Please copy out the records that follow exactly as they stand.
★ ★ ★
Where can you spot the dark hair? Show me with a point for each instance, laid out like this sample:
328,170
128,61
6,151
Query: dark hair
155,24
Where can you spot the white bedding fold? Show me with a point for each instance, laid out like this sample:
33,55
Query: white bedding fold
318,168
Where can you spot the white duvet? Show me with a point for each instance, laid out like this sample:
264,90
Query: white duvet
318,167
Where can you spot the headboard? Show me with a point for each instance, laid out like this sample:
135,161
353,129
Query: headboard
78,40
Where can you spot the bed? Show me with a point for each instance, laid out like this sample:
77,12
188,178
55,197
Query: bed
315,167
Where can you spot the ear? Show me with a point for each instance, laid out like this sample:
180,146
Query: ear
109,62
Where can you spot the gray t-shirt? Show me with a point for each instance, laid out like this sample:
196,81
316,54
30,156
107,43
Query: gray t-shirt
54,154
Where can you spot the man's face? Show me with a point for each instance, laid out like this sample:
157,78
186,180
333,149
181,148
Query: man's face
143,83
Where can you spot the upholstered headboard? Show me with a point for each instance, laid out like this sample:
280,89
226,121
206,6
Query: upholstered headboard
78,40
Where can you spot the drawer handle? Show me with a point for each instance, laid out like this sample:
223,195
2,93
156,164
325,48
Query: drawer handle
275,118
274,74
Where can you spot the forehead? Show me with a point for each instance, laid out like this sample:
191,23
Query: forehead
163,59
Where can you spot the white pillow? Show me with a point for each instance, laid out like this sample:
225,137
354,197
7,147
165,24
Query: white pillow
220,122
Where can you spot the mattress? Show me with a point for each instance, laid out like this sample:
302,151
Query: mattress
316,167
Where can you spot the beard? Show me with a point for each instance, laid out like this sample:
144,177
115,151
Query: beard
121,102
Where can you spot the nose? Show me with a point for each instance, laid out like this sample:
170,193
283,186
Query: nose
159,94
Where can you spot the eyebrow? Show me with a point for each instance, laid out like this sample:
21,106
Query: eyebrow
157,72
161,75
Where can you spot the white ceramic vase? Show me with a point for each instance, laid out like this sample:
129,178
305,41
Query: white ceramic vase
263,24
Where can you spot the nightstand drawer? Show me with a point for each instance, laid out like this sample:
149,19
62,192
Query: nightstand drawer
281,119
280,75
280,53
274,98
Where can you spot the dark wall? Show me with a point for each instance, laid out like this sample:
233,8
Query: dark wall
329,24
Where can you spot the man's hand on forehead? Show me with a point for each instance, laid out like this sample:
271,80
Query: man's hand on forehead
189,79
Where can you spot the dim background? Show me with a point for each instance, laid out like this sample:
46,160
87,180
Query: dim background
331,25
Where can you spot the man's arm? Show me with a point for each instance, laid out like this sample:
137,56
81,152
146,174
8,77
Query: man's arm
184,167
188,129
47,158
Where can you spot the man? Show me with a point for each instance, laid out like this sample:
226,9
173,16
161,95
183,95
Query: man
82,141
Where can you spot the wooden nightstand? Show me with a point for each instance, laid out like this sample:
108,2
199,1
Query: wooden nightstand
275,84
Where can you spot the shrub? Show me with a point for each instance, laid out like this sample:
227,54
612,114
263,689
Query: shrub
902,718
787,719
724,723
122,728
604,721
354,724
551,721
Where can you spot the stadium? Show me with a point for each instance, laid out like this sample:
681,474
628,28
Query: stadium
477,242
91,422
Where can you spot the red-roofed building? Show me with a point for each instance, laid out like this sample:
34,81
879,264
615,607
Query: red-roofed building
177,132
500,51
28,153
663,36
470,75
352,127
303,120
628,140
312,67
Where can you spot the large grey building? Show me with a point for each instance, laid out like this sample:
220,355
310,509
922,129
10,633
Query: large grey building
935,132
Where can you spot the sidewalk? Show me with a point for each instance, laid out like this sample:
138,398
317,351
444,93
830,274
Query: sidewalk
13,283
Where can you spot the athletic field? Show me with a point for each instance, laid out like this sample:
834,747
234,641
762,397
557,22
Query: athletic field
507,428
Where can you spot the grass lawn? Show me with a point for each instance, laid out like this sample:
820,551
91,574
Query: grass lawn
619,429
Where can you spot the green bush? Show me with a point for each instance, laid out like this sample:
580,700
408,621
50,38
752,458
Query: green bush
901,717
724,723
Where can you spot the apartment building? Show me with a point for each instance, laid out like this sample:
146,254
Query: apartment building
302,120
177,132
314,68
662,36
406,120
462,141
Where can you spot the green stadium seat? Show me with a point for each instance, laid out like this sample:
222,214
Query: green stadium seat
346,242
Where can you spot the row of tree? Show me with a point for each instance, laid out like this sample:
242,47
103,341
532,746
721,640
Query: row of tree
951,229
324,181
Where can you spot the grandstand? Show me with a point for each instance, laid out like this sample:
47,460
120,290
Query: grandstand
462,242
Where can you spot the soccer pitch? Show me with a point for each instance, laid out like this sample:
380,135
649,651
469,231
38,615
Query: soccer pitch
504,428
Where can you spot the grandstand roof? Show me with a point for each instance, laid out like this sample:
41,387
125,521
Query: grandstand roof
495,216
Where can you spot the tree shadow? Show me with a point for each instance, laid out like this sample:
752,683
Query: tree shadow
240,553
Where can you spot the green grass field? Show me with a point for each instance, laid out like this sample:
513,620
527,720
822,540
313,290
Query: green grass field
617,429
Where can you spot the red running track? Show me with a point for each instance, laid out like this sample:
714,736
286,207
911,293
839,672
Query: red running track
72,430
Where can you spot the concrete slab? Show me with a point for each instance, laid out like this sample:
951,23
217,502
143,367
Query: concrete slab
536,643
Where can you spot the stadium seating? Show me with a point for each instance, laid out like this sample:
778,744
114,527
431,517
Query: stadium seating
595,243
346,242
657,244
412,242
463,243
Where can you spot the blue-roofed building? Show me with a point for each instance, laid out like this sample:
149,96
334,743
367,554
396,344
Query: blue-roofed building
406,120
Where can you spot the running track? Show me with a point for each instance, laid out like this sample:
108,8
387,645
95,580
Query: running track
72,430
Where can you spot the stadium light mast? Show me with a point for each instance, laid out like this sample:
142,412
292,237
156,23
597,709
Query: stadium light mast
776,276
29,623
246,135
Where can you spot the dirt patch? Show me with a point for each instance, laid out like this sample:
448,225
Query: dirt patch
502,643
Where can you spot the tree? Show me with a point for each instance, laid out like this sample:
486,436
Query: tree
★ ★ ★
- [Expected answer]:
Where can you spot the dark hair? Show me with a point for each instance, laid out like this sample:
328,170
128,61
6,151
Query: dark hair
155,24
Where can you spot the white bedding fold? Show me with a point for each instance, laid out like this sample:
33,55
Query: white bedding fold
318,168
Where can you spot the white duvet? Show me with a point for each instance, laid out like this sample:
264,90
Query: white duvet
318,167
Where can you spot the headboard? Show me with a point for each instance, laid out like this sample:
135,161
353,129
Query: headboard
78,40
Where can you spot the bed? Show me with a point for each instance, laid out like this sample:
77,12
188,178
55,197
Query: bed
315,167
Where can you spot the ear? Show me with a point for each instance, laid out like this sample:
180,146
Query: ear
109,62
Where can you spot the gray t-shirt? Show me with a point for each instance, laid out like this sample:
196,81
316,54
30,156
107,43
Query: gray t-shirt
54,154
Where can you spot the man's face? Show me with a point for each instance, laid out like this sample:
157,78
186,180
333,149
181,148
Query: man's face
143,83
Where can you spot the upholstered headboard? Show me with a point for each instance, laid out like this sample:
280,89
226,121
206,6
Query: upholstered headboard
78,40
Where can you spot the drawer handle? Show me with a point for each instance, laid out like this sample:
223,195
2,93
156,164
325,48
Query: drawer handle
275,118
274,74
Where can you spot the forehead? Show me with a point for each instance, laid out like this sample:
191,23
Query: forehead
163,59
Where can you spot the white pillow? Show me with a point for each instance, laid out like this sample:
225,137
354,197
7,147
165,24
Query: white pillow
220,122
Where can you spot the mattress? Show me with a point for each instance, laid out like this sample:
302,151
Query: mattress
316,167
Where can you spot the beard? Show me with a point for each instance, laid out like this sample:
144,177
115,151
Query: beard
121,102
Where can you spot the nose? Show me with a point for each instance, laid out like this sample:
170,193
283,186
Query: nose
159,94
Where can you spot the eyebrow? Show me with a point for each instance, laid out like this sample:
21,106
Query: eyebrow
157,72
161,75
Where can you spot the white ceramic vase? Show me with a point for each instance, laid out like this sample:
129,178
305,41
Query: white ceramic vase
263,24
Where can you spot the nightstand drawer? Show me with a point for each instance, laid out like this sample:
149,19
62,192
Query: nightstand drawer
281,119
280,75
280,53
274,98
Where can you spot the dark wall? Show me with a point for each instance, laid out like this sample:
233,8
Query: dark wall
329,24
Where can you spot the man's hand on forehead? Show me with a point for each instance, laid out like this sample:
271,80
Query: man's hand on forehead
189,79
Where can you spot the dim background? Show me with a point for each instance, laid out like this sample:
46,160
87,180
Query: dim background
331,25
Where can you spot the man's arm? Show me with a point for each instance, laid out like this sample:
137,56
81,152
146,174
8,77
Query: man's arm
184,167
188,129
47,158
Where can you spot the man? Show me with a point for each instance, laid out like this sample:
226,9
173,16
161,95
183,95
Query: man
82,141
Where can you spot the wooden nightstand? Show me with a point for each instance, laid out like this sample:
108,2
199,1
Query: wooden nightstand
275,84
Where can you spot the shrub? Show me with a point for each instance, laid out like this sample:
227,54
612,114
263,689
Query: shrub
902,718
787,719
724,723
122,728
604,721
354,724
551,721
Where can you spot the stadium? Show me with a point for each instance, laid out like this sample:
681,474
628,28
Query: stadium
477,242
91,422
Where can you spot the red-roofed building? Show me with a point for each instance, laid out like this sample:
34,81
879,264
615,607
Query: red-roofed building
177,132
500,51
28,153
663,36
470,75
352,127
303,120
628,140
312,67
Where can you spot the large grey building? Show me with a point for each instance, laid out like this sample:
220,355
310,509
922,129
10,633
Query: large grey building
935,132
Where can you spot the sidewalk? Show me with a point for each instance, laid out like this sample:
138,398
317,351
444,93
830,274
Query: sidewalk
13,283
Where can you spot the athletic field? Show me with a point for each instance, laid out like this sample:
834,747
234,641
762,397
557,22
Query: athletic field
507,428
Where can you spot the grass lawn? Show me with a point for each instance, laid out like this sample:
820,551
91,574
Query: grass lawn
619,429
Where can you spot the green bush? Show me with a point for each instance, laid out like this sample:
580,700
408,621
50,38
752,458
Query: green bush
901,717
724,723
Where can you spot the apartment building? Show me with a point for each instance, laid out like this sample:
146,254
Query: apartment building
302,120
177,132
314,68
662,36
406,120
462,141
Where can you spot the green stadium seat? Show me with a point for each instance, laid out like this sample:
222,214
Query: green stadium seat
346,242
Where can you spot the row of tree? Show me with a point for each instance, laid out like this sample:
242,47
103,341
532,746
721,640
Query: row of tree
951,229
324,181
Where can you spot the grandstand? Show me with a point for each instance, laid out like this sample:
47,460
120,290
Query: grandstand
462,242
Where can you spot the soccer pitch? Show me with a point for each instance, laid out like this sample:
380,135
649,651
469,231
38,615
Query: soccer pitch
504,428
Where can you spot the grandstand roof? Show me with a point for each instance, laid out like this sample:
41,387
125,521
Query: grandstand roof
495,216
Where can you spot the tree shadow? Show me with a point for each instance, laid out like this sample:
752,683
Query: tree shadow
240,553
Where can you spot the green grass field? Show me with a point for each instance, laid out like this sample:
513,620
527,720
822,540
313,290
Query: green grass field
617,429
Where can you spot the red running track? Show me with a point for each instance, laid out like this sample:
714,736
286,207
911,293
839,672
Query: red running track
72,430
Where can you spot the concrete slab? Show me with a point for each instance, laid out like this sample:
951,23
217,502
143,367
Query: concrete slab
536,643
Where can you spot the stadium seating? Show me with a point for each instance, laid out like this sample:
778,744
114,527
431,517
Query: stadium seating
595,243
346,242
657,244
412,242
463,243
Where can you spot the blue-roofed building? Show me with a point for each instance, laid out like this sample:
149,96
334,743
367,554
396,344
Query: blue-roofed building
406,120
Where can you spot the running track? Show me with a point for each instance, laid out like this sample:
108,8
387,645
95,580
Query: running track
72,430
Where can you spot the stadium light mast? Show me with a point for each instance, laid out like this sample:
142,412
292,237
156,23
597,709
Query: stadium light mast
776,276
29,623
246,135
Where can you spot the dirt patch? Show me with a point for each instance, laid out like this sample:
448,225
Query: dirt patch
502,643
Where can you spot the tree? Show me with a point for each instance, laid out like this sample:
486,436
Query: tree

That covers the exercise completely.